◆ **Written instruction**:
Please gather every line in the records below that contains the string "cloud", treating uppercase and lowercase as different.

## begin Information shown

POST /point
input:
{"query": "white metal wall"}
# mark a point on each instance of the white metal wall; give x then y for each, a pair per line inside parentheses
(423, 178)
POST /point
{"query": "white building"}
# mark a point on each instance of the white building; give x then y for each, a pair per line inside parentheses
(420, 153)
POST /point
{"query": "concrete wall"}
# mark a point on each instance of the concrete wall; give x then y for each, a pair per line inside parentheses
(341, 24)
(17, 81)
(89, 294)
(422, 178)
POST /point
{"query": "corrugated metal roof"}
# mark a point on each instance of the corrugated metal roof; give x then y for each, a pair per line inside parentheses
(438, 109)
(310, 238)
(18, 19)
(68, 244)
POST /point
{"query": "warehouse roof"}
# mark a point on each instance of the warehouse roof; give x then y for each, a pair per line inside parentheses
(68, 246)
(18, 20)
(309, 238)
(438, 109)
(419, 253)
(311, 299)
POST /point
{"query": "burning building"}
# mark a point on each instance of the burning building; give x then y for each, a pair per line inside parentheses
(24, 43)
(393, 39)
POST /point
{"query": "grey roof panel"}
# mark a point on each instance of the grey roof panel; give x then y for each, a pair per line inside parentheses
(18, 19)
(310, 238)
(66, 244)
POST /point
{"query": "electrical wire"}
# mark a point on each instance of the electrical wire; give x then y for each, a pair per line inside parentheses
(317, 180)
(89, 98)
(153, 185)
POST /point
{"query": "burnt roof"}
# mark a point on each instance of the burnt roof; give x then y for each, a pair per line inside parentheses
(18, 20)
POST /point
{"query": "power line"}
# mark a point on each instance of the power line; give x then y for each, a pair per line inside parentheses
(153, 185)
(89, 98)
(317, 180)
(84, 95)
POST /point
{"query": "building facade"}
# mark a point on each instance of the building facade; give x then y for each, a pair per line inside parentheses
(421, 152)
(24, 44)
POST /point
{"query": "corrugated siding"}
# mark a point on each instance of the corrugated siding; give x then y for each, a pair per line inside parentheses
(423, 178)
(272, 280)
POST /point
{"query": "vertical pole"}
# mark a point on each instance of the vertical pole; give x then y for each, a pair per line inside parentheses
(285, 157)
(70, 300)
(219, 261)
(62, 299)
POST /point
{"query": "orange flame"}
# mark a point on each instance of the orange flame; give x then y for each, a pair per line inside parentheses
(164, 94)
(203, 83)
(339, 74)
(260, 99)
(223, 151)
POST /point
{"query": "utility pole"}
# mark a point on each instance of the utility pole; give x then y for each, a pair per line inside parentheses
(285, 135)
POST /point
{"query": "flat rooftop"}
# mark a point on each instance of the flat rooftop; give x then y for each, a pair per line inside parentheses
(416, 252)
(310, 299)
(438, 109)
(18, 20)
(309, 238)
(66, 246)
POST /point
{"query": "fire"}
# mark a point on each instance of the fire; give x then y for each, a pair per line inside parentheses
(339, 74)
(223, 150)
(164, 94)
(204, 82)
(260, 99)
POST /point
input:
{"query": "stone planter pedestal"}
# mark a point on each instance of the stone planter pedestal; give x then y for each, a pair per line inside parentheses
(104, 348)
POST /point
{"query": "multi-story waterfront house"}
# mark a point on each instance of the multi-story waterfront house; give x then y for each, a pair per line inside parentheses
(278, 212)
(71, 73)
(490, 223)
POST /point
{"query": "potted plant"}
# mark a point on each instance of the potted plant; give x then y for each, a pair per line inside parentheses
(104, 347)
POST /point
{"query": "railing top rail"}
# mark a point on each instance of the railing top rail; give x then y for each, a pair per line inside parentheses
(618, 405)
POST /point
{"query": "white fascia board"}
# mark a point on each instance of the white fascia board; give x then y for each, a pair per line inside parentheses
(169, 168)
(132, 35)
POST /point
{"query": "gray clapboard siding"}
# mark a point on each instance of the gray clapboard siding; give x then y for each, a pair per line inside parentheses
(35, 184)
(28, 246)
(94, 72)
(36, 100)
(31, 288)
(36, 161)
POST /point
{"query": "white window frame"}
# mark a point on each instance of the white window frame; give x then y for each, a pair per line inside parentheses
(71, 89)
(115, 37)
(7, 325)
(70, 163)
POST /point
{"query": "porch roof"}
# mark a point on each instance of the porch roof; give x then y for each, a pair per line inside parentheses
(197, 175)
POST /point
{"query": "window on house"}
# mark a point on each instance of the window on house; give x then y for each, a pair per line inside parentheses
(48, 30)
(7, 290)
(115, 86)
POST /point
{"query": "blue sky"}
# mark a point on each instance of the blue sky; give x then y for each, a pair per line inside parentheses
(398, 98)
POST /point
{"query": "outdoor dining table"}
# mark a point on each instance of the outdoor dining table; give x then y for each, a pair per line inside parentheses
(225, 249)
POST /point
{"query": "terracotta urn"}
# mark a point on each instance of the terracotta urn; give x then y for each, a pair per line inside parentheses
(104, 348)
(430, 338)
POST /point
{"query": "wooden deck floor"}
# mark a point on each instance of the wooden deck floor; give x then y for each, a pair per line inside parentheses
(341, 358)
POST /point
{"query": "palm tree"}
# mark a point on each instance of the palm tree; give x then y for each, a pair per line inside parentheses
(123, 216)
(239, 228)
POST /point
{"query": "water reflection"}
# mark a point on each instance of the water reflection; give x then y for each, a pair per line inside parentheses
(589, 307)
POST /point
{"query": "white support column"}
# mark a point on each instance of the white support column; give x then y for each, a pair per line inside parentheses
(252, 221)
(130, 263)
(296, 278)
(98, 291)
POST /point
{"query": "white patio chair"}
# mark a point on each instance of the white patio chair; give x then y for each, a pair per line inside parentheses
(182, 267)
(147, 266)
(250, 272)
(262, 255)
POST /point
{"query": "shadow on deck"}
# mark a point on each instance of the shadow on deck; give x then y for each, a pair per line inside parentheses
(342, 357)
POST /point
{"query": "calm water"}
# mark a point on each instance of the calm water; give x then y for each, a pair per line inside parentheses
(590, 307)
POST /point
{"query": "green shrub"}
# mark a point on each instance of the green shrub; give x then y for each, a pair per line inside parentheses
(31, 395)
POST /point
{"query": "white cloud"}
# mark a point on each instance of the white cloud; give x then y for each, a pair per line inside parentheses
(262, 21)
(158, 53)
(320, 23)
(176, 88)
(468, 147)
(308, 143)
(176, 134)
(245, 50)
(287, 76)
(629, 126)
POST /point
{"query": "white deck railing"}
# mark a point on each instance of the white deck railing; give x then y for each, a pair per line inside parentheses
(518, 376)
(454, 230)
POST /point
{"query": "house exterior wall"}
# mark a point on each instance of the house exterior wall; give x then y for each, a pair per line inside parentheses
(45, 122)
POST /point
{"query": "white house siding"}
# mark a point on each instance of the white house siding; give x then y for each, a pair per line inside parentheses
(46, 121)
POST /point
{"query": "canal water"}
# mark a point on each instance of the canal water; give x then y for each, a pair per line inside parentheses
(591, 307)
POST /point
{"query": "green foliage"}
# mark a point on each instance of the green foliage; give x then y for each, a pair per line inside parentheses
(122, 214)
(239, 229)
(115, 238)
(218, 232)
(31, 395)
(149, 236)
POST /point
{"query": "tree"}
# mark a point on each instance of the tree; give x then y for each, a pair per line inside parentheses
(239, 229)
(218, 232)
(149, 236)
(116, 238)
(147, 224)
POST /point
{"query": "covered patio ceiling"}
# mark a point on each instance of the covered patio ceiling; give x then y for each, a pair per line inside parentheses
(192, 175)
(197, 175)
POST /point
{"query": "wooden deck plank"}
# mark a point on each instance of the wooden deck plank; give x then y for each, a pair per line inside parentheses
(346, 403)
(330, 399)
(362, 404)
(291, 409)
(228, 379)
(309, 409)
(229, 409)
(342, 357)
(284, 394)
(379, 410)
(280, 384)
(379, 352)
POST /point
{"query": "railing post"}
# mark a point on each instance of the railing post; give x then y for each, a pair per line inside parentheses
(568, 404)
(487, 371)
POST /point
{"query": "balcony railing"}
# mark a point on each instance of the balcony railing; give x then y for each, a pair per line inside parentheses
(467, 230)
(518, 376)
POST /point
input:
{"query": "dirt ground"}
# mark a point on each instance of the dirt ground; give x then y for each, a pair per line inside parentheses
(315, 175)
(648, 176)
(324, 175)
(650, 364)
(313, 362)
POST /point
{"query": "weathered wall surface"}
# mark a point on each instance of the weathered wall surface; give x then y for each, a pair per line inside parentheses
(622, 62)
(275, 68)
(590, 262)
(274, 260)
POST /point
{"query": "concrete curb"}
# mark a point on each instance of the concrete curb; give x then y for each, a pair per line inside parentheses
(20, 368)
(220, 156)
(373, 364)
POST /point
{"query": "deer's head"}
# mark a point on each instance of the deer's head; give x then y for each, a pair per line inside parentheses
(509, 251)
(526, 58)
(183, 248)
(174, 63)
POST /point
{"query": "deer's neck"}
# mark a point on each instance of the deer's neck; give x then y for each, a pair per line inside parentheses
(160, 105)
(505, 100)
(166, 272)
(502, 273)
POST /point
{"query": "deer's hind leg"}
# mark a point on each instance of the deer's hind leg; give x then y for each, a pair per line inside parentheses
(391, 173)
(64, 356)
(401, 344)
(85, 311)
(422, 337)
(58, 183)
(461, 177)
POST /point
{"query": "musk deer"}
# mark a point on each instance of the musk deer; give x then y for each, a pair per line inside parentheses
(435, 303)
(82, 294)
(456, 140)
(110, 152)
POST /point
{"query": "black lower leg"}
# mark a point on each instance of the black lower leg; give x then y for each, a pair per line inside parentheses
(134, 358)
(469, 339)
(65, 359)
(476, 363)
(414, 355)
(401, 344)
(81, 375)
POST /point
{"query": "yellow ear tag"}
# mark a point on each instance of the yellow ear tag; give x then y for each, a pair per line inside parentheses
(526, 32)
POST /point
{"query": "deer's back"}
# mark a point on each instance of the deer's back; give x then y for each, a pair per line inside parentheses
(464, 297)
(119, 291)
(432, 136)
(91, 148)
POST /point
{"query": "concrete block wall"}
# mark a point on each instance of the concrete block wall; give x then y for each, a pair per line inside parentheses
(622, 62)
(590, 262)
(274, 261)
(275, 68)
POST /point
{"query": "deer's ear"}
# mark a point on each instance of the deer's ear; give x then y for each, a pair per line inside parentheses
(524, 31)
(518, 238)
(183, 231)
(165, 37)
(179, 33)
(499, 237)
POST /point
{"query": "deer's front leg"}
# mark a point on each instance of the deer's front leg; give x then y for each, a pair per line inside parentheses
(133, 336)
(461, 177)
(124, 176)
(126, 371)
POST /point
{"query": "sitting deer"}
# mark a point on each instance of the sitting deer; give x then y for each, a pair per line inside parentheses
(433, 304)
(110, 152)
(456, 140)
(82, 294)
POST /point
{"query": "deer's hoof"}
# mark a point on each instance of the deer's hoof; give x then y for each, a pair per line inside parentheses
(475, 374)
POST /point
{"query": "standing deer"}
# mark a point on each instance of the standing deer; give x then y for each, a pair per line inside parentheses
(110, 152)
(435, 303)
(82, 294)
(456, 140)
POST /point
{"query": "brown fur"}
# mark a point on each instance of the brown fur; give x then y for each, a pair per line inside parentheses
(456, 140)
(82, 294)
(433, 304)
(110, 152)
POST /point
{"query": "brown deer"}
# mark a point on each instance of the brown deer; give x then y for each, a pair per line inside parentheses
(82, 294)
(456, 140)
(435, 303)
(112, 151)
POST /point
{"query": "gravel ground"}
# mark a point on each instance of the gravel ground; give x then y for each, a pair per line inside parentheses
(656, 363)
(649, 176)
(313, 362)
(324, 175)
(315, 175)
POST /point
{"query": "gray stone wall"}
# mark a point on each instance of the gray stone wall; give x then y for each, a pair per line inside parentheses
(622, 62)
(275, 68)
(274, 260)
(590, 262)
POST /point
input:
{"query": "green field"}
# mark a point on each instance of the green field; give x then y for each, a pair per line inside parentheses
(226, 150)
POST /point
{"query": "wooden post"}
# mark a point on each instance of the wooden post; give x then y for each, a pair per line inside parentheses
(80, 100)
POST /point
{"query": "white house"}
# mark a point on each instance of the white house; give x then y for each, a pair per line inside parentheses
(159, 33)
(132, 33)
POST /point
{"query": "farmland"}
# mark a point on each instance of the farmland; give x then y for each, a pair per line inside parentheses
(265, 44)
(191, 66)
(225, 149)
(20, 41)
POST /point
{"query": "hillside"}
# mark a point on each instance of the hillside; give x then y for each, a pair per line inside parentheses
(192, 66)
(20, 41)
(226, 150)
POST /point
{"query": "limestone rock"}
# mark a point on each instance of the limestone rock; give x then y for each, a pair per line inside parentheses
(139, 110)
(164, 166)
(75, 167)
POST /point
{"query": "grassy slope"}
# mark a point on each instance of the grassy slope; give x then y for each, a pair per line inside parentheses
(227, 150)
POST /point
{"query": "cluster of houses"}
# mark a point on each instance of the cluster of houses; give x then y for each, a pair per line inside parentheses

## end Information shown

◆ **Completed exercise**:
{"query": "white cloud"}
# mark a point on each instance of the white cloud; give x then y for each, a pair per line inside parentheses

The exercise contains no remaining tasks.